## Problem to solve
A complete answer includes every line below with the word "wall".

****

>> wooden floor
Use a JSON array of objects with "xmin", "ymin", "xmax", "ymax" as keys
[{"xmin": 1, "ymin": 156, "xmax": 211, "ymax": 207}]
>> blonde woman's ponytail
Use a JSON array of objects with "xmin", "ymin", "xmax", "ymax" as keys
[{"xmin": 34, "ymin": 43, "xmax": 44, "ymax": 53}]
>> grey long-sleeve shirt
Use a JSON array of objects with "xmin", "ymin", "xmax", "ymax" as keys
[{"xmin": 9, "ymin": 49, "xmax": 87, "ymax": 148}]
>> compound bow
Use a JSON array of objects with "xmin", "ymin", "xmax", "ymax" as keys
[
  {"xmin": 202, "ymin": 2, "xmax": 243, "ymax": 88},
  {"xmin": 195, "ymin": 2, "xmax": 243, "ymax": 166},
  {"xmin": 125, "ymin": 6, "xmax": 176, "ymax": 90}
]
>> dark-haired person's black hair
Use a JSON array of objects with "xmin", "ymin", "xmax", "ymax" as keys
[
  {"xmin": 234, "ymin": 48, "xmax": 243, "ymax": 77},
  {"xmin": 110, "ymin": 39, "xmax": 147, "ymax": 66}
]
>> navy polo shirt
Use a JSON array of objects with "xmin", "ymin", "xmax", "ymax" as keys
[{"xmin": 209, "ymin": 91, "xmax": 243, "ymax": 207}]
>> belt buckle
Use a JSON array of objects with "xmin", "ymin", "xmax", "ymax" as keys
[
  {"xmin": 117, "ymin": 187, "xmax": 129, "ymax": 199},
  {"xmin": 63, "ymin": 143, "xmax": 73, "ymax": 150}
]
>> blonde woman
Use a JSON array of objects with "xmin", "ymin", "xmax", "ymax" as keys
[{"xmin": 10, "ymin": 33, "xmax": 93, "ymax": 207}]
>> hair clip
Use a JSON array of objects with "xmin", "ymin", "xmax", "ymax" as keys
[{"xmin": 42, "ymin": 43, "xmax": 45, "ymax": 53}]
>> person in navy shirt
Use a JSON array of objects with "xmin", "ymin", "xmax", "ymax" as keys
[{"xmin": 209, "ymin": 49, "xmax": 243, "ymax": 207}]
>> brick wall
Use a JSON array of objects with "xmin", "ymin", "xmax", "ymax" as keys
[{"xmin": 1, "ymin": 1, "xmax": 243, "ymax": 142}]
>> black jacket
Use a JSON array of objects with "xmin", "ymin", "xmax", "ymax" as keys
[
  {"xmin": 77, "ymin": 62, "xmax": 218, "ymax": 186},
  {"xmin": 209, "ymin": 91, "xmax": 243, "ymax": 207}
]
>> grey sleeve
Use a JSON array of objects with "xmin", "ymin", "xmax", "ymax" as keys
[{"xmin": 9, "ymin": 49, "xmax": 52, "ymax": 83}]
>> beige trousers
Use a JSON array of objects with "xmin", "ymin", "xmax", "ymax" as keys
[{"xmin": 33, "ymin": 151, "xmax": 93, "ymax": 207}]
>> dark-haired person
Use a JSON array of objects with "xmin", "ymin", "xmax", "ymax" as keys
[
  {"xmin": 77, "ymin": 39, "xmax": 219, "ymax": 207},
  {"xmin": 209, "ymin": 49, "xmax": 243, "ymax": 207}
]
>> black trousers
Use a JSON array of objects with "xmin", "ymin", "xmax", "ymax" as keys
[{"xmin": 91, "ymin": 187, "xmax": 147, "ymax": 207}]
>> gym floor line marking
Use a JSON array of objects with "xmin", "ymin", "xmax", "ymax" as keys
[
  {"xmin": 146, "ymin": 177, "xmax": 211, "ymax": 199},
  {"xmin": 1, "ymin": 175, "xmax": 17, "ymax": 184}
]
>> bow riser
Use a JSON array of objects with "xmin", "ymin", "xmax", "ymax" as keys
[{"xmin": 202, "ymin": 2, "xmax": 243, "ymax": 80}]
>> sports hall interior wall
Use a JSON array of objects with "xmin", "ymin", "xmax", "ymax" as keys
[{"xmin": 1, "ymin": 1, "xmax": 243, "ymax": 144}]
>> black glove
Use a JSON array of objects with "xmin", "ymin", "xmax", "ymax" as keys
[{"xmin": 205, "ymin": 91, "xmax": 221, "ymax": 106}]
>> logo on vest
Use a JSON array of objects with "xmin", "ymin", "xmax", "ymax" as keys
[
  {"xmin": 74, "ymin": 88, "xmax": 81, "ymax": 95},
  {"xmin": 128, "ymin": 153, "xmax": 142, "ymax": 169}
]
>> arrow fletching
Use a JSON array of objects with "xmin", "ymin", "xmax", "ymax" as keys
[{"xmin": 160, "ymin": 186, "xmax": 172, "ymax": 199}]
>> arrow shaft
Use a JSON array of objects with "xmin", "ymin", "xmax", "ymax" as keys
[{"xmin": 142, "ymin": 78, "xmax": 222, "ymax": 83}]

****

## Exercise output
>> brick wall
>> sports hall interior wall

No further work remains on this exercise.